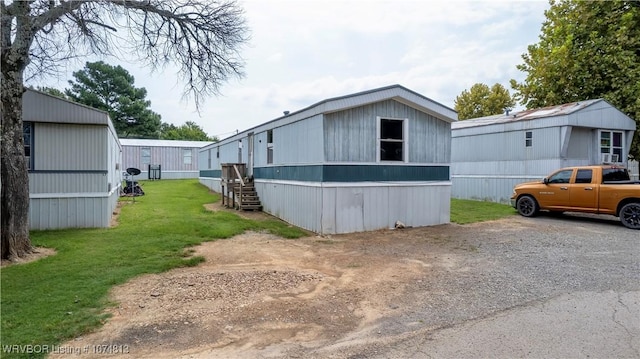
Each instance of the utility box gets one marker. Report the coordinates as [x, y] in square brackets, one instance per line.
[155, 172]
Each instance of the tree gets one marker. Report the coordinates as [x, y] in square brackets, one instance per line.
[190, 131]
[587, 50]
[482, 101]
[201, 37]
[111, 88]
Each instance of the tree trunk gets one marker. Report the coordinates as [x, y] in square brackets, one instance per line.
[15, 177]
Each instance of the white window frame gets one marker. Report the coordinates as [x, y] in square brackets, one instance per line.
[187, 156]
[269, 147]
[606, 151]
[405, 139]
[29, 159]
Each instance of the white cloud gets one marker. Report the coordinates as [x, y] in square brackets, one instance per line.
[302, 52]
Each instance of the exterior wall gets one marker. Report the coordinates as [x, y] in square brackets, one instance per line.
[634, 170]
[352, 135]
[489, 157]
[71, 212]
[333, 208]
[75, 180]
[325, 176]
[170, 155]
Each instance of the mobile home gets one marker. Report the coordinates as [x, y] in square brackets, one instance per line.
[490, 155]
[74, 157]
[167, 159]
[347, 164]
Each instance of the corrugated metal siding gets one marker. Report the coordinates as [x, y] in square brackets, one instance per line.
[582, 144]
[506, 146]
[68, 183]
[295, 203]
[335, 209]
[396, 92]
[41, 107]
[70, 147]
[429, 139]
[634, 170]
[170, 158]
[367, 208]
[57, 213]
[299, 142]
[351, 135]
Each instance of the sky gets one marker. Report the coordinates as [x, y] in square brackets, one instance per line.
[305, 51]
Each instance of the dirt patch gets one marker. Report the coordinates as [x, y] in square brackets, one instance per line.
[259, 295]
[38, 253]
[255, 215]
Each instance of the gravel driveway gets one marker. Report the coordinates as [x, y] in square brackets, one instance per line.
[566, 286]
[558, 287]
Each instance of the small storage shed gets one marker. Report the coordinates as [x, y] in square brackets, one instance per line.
[490, 155]
[353, 163]
[74, 157]
[168, 159]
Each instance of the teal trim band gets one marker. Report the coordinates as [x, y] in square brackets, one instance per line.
[211, 173]
[353, 173]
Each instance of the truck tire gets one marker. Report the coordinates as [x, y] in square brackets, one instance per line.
[630, 215]
[527, 206]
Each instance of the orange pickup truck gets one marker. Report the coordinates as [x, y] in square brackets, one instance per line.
[603, 189]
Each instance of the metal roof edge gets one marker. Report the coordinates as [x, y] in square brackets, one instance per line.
[333, 104]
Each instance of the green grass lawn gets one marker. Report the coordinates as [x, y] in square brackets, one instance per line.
[467, 211]
[63, 296]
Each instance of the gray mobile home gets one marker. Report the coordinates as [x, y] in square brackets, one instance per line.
[74, 160]
[347, 164]
[490, 155]
[169, 159]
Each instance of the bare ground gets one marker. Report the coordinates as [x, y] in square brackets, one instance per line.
[257, 295]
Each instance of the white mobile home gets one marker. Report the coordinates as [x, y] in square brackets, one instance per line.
[168, 159]
[491, 154]
[74, 160]
[347, 164]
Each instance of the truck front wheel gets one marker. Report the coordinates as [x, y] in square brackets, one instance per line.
[527, 206]
[630, 215]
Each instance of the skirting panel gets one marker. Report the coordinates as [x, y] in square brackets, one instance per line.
[59, 213]
[333, 208]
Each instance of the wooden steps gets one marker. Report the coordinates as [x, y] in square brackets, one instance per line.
[246, 197]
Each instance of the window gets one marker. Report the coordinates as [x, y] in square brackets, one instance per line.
[391, 139]
[27, 133]
[186, 156]
[528, 139]
[269, 146]
[615, 174]
[146, 155]
[584, 176]
[611, 145]
[561, 177]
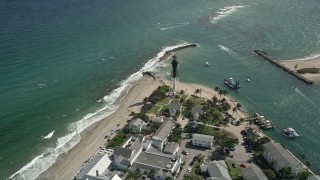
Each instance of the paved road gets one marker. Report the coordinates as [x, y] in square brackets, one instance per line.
[192, 152]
..............................
• [Exercise instructions]: Leave out every picture, and write out exactly the lines from the one with "Each instance of the orange" through the end of the records above, both ends included.

• [Response to this exercise]:
Each instance of the orange pickup truck gets one marker. Report the coordinates as [x, y] in square brackets, one instance per line.
[603, 189]
Each instance of the metal roof edge gets one marker. Report the coordinates as [x, y] in square brackets, one instance per line.
[333, 104]
Each instance of the green grass lawn gets one marker. Report the coordinates as [x, y] in square brackets, one instance per line.
[467, 211]
[63, 296]
Each instance of the gray mobile home gets one marker. Report the coordinates as [x, y] in square brackets, one instance per line.
[74, 160]
[347, 164]
[490, 155]
[169, 159]
Each instance of the bare ground gets one marker. Report the coordinates as [x, y] in square brackets, one instance per line.
[257, 295]
Each instance of the white mobile home gets one marker. Report the coordinates as [x, y] in square brackets, one instance per line.
[168, 159]
[491, 154]
[74, 160]
[347, 164]
Each instance of the truck front wheel gets one marker. Report the coordinates as [x, y] in square brackets, one instance per line.
[527, 206]
[630, 215]
Each instance of the skirting panel gets one marker. Report the coordinates as [x, y] in square brackets, one instance per line.
[59, 213]
[333, 208]
Each instance of the wooden steps gets one marker. Report the coordinates as [x, y] in square brackets, one instance per line.
[246, 197]
Each instance of the window gets one marker. Report the coordinates as [x, y] in square brackets, one instance per line.
[391, 139]
[27, 133]
[186, 156]
[528, 139]
[269, 146]
[615, 174]
[146, 155]
[584, 176]
[611, 145]
[561, 177]
Each instance of the paved road gets one marker. Report the coordinates as [x, y] in square brackets, one instance per line.
[192, 152]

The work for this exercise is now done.